— Problem description —
Retype each line exactly as it stands, beginning at the first line of the material and finishing with the line that contains "Target: white bathtub".
>>
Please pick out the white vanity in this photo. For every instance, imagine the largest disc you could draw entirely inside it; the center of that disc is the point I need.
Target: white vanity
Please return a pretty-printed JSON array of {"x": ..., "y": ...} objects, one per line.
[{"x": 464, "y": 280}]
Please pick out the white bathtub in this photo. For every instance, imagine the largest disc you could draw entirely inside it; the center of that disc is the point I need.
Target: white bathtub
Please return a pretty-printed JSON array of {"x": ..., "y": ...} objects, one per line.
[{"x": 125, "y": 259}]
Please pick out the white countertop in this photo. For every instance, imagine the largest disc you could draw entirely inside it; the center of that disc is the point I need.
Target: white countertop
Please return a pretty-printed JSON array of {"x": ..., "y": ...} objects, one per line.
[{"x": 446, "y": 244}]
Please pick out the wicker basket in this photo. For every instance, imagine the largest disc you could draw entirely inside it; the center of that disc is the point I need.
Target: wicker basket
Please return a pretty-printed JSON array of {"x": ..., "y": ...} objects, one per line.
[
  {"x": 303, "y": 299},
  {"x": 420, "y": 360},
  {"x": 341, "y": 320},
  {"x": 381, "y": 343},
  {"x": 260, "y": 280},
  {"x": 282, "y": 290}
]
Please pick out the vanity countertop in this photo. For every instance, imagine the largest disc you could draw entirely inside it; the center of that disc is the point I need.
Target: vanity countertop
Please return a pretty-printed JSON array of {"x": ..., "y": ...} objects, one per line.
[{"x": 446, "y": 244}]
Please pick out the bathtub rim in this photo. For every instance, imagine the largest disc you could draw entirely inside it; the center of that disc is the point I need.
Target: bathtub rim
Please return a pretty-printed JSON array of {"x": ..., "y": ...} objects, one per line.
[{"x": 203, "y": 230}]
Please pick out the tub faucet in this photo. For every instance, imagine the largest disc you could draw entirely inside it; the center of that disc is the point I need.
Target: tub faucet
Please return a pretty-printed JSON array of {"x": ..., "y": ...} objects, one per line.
<<
— Response below —
Please pick out the white vanity in this photo. For every instance, imagine the largest disc you could draw entirely inside it; the center of that disc is the point I need.
Target: white vanity
Please return a pretty-printed JSON array of {"x": ..., "y": ...} objects, one per line.
[{"x": 464, "y": 280}]
Please pick out the white bathtub in this photo. For every instance, imagine the largest disc you could draw entirely inside it; the center of that disc is the point I need.
Target: white bathtub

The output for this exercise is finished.